## Begin Records shown

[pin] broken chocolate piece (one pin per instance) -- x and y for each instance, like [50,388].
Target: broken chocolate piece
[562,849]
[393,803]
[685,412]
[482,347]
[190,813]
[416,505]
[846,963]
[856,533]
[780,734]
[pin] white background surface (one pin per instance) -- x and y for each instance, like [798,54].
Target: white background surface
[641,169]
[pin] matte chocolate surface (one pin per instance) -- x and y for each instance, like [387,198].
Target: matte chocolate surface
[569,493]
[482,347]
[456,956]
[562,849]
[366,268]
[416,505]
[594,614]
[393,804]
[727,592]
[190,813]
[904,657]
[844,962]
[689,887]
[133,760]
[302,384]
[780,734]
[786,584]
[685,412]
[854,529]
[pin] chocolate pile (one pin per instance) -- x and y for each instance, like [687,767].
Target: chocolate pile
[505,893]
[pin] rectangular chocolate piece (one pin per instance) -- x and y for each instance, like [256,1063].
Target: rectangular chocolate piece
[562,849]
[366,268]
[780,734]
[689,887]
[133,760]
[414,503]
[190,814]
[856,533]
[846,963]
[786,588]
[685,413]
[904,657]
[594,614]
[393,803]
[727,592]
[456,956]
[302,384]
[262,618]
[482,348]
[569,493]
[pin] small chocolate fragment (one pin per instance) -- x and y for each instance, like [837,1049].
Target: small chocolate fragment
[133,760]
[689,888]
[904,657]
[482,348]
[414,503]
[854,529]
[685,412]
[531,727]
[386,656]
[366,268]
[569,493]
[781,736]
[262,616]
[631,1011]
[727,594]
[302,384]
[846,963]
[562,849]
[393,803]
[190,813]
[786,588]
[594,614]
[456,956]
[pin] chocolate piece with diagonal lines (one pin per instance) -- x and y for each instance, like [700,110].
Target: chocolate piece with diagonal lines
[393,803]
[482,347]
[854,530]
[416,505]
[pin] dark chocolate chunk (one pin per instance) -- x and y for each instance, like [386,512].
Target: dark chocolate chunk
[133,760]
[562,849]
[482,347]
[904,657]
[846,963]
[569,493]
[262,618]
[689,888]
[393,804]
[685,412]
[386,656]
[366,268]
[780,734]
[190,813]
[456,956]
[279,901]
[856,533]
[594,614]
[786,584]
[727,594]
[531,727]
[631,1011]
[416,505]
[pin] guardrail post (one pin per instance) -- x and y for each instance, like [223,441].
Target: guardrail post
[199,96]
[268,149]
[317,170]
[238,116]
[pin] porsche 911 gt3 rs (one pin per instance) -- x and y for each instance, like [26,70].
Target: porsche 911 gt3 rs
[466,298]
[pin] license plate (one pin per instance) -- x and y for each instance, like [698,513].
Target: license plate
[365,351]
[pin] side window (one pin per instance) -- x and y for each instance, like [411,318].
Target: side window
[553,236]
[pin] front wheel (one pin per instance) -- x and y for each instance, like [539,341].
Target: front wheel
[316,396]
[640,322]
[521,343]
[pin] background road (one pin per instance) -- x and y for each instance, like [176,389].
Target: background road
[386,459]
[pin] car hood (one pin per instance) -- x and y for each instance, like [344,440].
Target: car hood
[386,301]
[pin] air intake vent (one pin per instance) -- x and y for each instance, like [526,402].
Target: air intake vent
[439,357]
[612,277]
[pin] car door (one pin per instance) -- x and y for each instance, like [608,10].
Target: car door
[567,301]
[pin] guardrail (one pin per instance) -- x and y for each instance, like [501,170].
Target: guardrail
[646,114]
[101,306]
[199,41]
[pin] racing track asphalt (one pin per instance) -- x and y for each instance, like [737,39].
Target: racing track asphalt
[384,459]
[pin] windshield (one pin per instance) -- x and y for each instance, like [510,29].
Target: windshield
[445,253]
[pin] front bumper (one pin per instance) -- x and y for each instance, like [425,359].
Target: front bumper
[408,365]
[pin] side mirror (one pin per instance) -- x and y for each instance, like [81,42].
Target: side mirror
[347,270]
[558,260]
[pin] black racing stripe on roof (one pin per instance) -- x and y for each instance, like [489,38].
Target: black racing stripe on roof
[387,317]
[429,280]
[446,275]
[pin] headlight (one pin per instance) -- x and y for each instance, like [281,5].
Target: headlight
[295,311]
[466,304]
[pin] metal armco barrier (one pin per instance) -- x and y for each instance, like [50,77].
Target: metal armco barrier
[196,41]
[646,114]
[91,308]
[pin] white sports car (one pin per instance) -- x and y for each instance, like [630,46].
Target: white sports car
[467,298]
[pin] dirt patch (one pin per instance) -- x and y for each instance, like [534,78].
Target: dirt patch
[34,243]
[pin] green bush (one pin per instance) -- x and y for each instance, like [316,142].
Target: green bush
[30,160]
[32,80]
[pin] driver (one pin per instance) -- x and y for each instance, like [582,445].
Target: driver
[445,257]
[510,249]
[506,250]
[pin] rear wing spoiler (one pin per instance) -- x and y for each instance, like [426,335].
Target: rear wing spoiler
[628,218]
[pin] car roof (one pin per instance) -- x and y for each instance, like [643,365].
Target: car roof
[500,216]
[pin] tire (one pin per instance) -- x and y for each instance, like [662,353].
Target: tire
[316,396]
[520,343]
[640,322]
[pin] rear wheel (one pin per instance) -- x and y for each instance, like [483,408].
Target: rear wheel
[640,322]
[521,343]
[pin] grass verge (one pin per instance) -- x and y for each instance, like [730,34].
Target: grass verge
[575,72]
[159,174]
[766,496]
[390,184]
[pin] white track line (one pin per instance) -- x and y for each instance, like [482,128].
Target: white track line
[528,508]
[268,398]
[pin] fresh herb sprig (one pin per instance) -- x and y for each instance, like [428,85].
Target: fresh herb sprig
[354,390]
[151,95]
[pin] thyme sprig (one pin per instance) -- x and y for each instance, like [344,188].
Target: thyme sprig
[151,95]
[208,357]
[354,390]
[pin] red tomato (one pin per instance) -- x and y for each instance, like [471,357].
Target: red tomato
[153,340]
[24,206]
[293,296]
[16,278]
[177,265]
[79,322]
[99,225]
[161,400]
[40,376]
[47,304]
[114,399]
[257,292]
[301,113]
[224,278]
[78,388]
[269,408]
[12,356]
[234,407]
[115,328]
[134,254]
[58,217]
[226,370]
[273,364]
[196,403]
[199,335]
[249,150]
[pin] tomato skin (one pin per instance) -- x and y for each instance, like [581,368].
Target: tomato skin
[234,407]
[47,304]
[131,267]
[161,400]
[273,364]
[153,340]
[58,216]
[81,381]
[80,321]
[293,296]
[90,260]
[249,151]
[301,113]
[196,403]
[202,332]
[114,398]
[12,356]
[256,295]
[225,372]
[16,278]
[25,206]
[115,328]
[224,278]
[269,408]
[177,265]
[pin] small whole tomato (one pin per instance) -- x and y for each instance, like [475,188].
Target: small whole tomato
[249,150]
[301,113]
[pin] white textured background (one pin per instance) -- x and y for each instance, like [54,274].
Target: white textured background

## End Records shown

Exercise prompt: Reproduce all the data word for word.

Solution to the problem:
[pin] broken chocolate piece (one pin per instance) -- x and y for each instance, like [50,388].
Target: broken chocolate piece
[562,849]
[393,803]
[685,412]
[482,347]
[190,813]
[416,505]
[846,963]
[856,533]
[780,734]
[pin] white background surface (one pin per instance) -- x and y for each instance, like [798,54].
Target: white background surface
[641,169]
[pin] matte chocolate surface (one pin per instance) -- x and y for each instance, like [387,198].
Target: matte chocolate surface
[569,493]
[482,347]
[456,956]
[562,849]
[366,268]
[416,505]
[594,614]
[393,804]
[727,592]
[190,813]
[904,657]
[844,962]
[689,887]
[133,760]
[302,384]
[780,734]
[786,584]
[685,412]
[854,529]
[pin] chocolate pile (one pin per instance) -- x and y for each instance, like [687,767].
Target: chocolate pile
[505,893]
[pin] rectangular chocolate piece (one pin per instance) -- x and y for each instance, like [256,1063].
Target: rectangular chocolate piece
[562,849]
[366,268]
[780,734]
[689,887]
[133,760]
[414,503]
[190,814]
[856,533]
[846,963]
[786,588]
[685,413]
[904,657]
[594,614]
[393,803]
[727,592]
[456,956]
[302,384]
[262,618]
[482,348]
[569,493]
[pin] small chocolate fragment (one pin per instance) -- x and y for each instance, like [837,1049].
Target: small chocolate fragment
[133,760]
[689,888]
[904,657]
[482,348]
[414,503]
[854,529]
[685,412]
[531,727]
[386,656]
[366,268]
[569,493]
[781,736]
[262,616]
[631,1011]
[727,594]
[302,384]
[846,963]
[562,849]
[393,803]
[190,813]
[786,588]
[594,614]
[456,956]
[pin] chocolate piece with diagonal lines (one pin per instance) -- x and y for each instance, like [700,110].
Target: chocolate piece with diagonal lines
[393,803]
[482,347]
[854,530]
[416,505]
[pin] dark chocolate chunk (one pin per instance) -- x and y for each instance, like [386,512].
Target: dark chocolate chunk
[133,760]
[562,849]
[482,347]
[904,657]
[846,963]
[569,493]
[262,618]
[689,888]
[393,804]
[685,412]
[386,656]
[366,268]
[780,734]
[190,813]
[456,956]
[279,901]
[856,533]
[594,614]
[786,584]
[727,594]
[531,727]
[631,1011]
[416,505]
[pin] guardrail post (one pin per instance) -- x and y for each instance, like [223,441].
Target: guardrail post
[199,96]
[268,149]
[317,170]
[238,116]
[pin] porsche 911 gt3 rs (one pin per instance) -- x and y for each instance, like [26,70].
Target: porsche 911 gt3 rs
[466,298]
[pin] license plate (one pin per instance) -- x and y for each instance, like [698,513].
Target: license plate
[365,351]
[pin] side window (one pin per instance) -- x and y for each instance, like [411,318].
Target: side window
[553,236]
[pin] front wheel (one pin per instance) -- x and y for each instance, like [539,341].
Target: front wheel
[316,396]
[640,322]
[521,343]
[pin] background road (one pin per instance) -- x and y for each instance, like [176,389].
Target: background road
[386,459]
[pin] car hood (one pin per instance) -- x and y for each instance, like [344,440].
Target: car hood
[386,301]
[pin] air intake vent (one pin per instance) -- x and y for each instance, like [526,402].
Target: air intake vent
[439,357]
[612,277]
[pin] car door (one pin per instance) -- x and y for each instance, like [608,10].
Target: car door
[567,301]
[pin] guardrail (one pin per instance) -- x and y for each instance, like [501,170].
Target: guardrail
[646,114]
[101,306]
[199,41]
[pin] racing track asphalt (one pin per instance) -- x and y for each instance, like [737,39].
Target: racing track asphalt
[384,459]
[pin] windshield (one pin per instance) -- x and y for each instance, like [510,29].
Target: windshield
[445,253]
[pin] front bumper (one pin per instance) -- x and y for each instance, like [425,359].
Target: front bumper
[408,365]
[pin] side mirror (one pin per instance) -- x and y for each instance, like [81,42].
Target: side mirror
[347,270]
[558,260]
[pin] black racing stripe on roof (one pin per instance) -- x and y for each instance, like [489,38].
Target: black racing stripe on roof
[387,317]
[429,280]
[446,275]
[pin] headlight (one pin per instance) -- x and y for each instance, like [281,5].
Target: headlight
[295,311]
[466,304]
[pin] metal armco barrier (one pin per instance) -- x and y for each instance, like [50,77].
Target: metal armco barrier
[196,41]
[646,114]
[91,308]
[pin] white sports car (one pin per instance) -- x and y for each instance, like [630,46].
Target: white sports car
[467,298]
[pin] dirt patch (one pin per instance) -- x and y for each instance, like [534,78].
Target: dirt patch
[34,243]
[pin] green bush (one pin per instance) -- x and y for each instance, like [316,142].
Target: green bush
[30,160]
[32,80]
[pin] driver (one pin per instance) -- x and y for each instance, like [582,445].
Target: driver
[445,257]
[510,249]
[506,250]
[pin] rear wing spoiler (one pin per instance) -- x and y for each instance, like [426,335].
Target: rear wing spoiler
[628,218]
[pin] car roof (one pin per instance) -- x and y for each instance, like [643,365].
Target: car roof
[500,216]
[pin] tire (one pin per instance) -- x and y for each instance, like [662,353].
Target: tire
[316,396]
[520,343]
[640,322]
[pin] rear wheel (one pin per instance) -- x and y for each instance, like [483,408].
Target: rear wheel
[640,322]
[521,343]
[pin] grass verge (one pin per instance) -- x and y for each instance, like [730,34].
Target: grass verge
[575,72]
[159,174]
[766,496]
[390,184]
[pin] white track line (one pin per instance) -- x and y for each instance, like [482,128].
Target: white track line
[528,508]
[268,398]
[pin] fresh herb sprig (one pin per instance) -- x and y for each instance, like [428,85].
Target: fresh herb sprig
[354,390]
[151,95]
[pin] thyme sprig (one pin per instance) -- x and y for each instance, like [344,188].
Target: thyme sprig
[151,95]
[208,357]
[354,390]
[pin] red tomato (one pin per instance) -- x and y for each instance, like [471,357].
Target: red tomato
[153,340]
[24,206]
[293,296]
[16,278]
[177,265]
[79,322]
[99,225]
[161,400]
[40,376]
[47,304]
[114,399]
[257,292]
[301,113]
[224,278]
[78,388]
[269,408]
[12,356]
[234,407]
[115,328]
[134,254]
[58,217]
[226,370]
[273,364]
[196,403]
[199,335]
[249,150]
[pin] tomato skin (one pin per instance) -- x and y for each instance, like [581,368].
Target: tomato skin
[234,407]
[47,304]
[131,267]
[161,400]
[273,364]
[153,340]
[58,216]
[81,381]
[80,321]
[293,296]
[90,260]
[249,151]
[301,113]
[196,403]
[202,332]
[114,398]
[12,356]
[256,295]
[225,372]
[16,278]
[25,206]
[115,328]
[224,278]
[269,408]
[177,265]
[pin] small whole tomato (one pin per instance) -- x and y for each instance, like [475,188].
Target: small whole tomato
[249,150]
[301,113]
[pin] white textured background (one pin per instance) -- x and y for each instance, like [54,274].
Target: white textured background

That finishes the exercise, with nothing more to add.